Extracted records:
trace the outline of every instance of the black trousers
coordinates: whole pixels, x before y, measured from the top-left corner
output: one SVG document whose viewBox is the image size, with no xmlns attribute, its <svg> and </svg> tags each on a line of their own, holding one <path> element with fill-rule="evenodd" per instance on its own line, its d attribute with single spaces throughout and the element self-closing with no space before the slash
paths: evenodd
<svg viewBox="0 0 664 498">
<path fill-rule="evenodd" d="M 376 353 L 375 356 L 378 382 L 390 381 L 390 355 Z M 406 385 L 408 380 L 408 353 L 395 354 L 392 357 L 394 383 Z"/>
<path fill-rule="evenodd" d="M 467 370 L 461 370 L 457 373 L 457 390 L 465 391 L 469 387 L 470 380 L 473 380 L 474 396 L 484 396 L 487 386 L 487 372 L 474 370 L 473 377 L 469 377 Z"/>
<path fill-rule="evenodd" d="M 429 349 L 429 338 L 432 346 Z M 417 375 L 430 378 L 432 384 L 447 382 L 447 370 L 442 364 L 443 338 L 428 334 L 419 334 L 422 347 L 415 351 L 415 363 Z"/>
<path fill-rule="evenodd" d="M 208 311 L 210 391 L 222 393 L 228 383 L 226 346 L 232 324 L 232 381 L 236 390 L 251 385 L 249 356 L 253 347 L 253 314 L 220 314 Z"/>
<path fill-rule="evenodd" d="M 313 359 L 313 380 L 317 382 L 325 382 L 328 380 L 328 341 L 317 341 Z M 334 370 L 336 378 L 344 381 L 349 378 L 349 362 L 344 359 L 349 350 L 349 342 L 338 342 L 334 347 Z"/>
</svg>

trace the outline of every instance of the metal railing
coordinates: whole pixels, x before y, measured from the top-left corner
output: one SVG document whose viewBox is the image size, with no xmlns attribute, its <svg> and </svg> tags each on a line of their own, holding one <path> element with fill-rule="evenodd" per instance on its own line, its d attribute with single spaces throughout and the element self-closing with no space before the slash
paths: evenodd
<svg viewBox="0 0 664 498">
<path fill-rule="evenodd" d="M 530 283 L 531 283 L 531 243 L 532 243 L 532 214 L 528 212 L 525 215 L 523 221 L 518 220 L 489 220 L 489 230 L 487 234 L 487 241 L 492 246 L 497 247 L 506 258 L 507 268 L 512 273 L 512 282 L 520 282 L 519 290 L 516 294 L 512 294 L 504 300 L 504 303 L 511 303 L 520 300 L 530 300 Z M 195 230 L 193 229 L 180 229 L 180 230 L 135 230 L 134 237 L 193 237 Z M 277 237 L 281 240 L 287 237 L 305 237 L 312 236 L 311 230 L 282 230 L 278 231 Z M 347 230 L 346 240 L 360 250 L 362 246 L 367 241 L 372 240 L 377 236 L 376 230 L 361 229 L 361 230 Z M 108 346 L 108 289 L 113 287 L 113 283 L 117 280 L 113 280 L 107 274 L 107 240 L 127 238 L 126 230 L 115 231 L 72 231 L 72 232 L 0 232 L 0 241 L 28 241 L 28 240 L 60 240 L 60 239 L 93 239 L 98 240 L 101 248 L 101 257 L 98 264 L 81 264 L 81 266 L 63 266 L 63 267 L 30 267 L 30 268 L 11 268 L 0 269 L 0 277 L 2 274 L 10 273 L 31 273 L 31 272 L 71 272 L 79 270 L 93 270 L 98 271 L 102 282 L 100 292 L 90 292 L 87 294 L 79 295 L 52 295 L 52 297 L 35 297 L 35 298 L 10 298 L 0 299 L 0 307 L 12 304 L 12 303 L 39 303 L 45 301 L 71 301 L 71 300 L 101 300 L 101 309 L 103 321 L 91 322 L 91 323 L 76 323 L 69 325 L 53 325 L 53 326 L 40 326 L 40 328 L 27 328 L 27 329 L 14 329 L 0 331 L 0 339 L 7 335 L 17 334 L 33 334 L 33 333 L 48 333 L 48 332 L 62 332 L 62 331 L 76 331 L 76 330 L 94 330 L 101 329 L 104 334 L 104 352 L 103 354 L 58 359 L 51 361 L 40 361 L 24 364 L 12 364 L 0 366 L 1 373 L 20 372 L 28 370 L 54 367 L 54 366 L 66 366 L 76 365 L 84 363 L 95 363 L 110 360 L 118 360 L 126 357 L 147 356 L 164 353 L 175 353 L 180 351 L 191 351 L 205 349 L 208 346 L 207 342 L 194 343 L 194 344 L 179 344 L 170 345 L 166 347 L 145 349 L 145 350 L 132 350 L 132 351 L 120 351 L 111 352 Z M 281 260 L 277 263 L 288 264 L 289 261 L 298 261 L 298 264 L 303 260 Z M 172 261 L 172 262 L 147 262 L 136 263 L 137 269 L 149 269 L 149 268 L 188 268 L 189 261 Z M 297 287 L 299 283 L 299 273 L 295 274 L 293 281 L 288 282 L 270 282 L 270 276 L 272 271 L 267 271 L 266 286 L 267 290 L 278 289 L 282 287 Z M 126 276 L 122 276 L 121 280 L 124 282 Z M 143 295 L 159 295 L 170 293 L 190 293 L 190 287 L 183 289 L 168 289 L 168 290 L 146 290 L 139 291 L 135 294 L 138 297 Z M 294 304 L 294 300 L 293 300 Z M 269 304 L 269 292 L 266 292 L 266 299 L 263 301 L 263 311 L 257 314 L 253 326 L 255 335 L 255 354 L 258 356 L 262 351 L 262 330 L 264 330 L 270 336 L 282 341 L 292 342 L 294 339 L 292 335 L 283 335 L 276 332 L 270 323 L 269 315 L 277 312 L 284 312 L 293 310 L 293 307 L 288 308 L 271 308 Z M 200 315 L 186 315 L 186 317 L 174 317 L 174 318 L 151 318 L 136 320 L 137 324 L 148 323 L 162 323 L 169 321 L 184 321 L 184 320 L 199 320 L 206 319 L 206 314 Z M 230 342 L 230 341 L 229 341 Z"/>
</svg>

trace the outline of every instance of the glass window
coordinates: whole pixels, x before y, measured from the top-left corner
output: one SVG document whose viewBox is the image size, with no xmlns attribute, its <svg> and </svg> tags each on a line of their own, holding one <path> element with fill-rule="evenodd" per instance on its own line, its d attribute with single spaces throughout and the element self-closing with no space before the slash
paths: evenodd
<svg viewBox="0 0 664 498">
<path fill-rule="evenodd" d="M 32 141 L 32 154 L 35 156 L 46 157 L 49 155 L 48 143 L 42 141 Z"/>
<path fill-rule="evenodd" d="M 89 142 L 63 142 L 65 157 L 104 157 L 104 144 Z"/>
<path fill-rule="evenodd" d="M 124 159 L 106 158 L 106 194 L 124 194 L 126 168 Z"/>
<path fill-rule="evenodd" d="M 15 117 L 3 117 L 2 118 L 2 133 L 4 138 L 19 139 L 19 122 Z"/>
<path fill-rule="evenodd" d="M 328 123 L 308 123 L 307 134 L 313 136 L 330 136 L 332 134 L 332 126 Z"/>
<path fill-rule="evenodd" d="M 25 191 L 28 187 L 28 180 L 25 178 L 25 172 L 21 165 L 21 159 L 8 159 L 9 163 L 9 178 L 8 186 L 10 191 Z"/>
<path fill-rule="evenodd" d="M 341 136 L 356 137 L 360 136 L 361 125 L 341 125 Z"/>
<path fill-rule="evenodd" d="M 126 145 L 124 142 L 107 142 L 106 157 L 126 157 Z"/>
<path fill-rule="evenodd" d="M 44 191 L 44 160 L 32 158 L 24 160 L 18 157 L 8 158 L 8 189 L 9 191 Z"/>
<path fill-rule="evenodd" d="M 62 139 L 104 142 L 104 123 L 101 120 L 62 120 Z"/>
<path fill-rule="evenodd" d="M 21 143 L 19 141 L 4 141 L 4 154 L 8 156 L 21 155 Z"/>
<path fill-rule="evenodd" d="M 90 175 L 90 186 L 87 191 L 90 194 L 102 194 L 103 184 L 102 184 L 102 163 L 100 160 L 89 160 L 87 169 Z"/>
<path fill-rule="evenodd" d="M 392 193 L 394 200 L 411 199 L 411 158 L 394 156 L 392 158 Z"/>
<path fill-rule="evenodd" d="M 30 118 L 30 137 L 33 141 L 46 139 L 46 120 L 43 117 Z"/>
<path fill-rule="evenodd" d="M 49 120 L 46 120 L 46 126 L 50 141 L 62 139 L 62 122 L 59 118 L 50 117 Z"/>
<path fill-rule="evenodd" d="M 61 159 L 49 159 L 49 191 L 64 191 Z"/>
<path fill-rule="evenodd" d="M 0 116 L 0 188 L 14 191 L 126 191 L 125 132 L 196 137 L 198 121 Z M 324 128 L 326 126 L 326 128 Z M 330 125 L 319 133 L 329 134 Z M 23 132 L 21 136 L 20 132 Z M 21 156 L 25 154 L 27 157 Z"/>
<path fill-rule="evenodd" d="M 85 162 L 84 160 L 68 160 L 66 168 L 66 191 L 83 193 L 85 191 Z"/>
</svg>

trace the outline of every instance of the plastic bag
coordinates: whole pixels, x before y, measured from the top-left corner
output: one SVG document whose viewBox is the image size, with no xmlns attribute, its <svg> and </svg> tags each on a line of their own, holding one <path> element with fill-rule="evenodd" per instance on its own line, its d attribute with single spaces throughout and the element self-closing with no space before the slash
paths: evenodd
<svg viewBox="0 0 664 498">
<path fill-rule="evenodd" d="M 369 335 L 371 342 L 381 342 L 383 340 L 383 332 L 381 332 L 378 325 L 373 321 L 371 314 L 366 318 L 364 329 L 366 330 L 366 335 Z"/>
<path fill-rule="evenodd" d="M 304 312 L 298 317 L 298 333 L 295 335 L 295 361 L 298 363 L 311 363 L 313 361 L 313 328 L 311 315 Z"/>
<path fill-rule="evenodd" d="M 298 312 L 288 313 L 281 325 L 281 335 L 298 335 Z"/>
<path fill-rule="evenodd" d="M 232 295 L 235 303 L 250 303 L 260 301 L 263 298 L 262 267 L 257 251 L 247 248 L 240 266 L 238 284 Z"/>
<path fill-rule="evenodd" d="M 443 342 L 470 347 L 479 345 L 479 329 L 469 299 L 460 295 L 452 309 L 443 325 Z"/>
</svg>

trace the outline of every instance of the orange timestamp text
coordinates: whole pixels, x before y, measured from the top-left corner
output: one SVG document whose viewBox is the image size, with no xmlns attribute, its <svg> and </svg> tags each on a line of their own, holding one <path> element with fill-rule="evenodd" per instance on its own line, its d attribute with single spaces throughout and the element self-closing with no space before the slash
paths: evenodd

### Task requirements
Pull out the lines of the listing above, starting at the line that contains "trace the outline of every instance of the glass" and ending after the line that contains "21 143 L 19", and reproduce them without any change.

### Task solution
trace the outline of every instance of the glass window
coordinates: whole pixels, x before y, measured from the top-left corner
output: one SVG document whose viewBox is the image size, with no xmlns attribute, its <svg> and </svg> tags each on a line of their own, holding one <path> element with fill-rule="evenodd" per instance on its own line, its d attribute with single spaces throughout and the element self-closing with no space before the slash
paths: evenodd
<svg viewBox="0 0 664 498">
<path fill-rule="evenodd" d="M 32 141 L 32 154 L 35 156 L 46 157 L 49 155 L 48 143 L 42 141 Z"/>
<path fill-rule="evenodd" d="M 89 142 L 63 142 L 65 157 L 104 157 L 104 144 Z"/>
<path fill-rule="evenodd" d="M 124 159 L 106 158 L 106 194 L 124 194 L 126 168 Z"/>
<path fill-rule="evenodd" d="M 15 117 L 3 117 L 2 118 L 2 133 L 4 138 L 19 139 L 19 122 Z"/>
<path fill-rule="evenodd" d="M 328 123 L 308 123 L 307 134 L 313 136 L 330 136 L 332 134 L 332 126 Z"/>
<path fill-rule="evenodd" d="M 25 191 L 28 187 L 28 180 L 25 178 L 25 172 L 21 165 L 21 159 L 8 159 L 9 163 L 9 178 L 8 186 L 10 191 Z"/>
<path fill-rule="evenodd" d="M 341 136 L 356 137 L 360 136 L 361 125 L 341 125 Z"/>
<path fill-rule="evenodd" d="M 126 145 L 124 142 L 107 142 L 106 157 L 126 157 Z"/>
<path fill-rule="evenodd" d="M 44 191 L 44 160 L 32 158 L 24 160 L 18 157 L 8 158 L 8 189 L 9 191 Z"/>
<path fill-rule="evenodd" d="M 62 139 L 104 142 L 104 123 L 101 120 L 62 120 Z"/>
<path fill-rule="evenodd" d="M 21 143 L 19 141 L 4 141 L 4 154 L 8 156 L 21 155 Z"/>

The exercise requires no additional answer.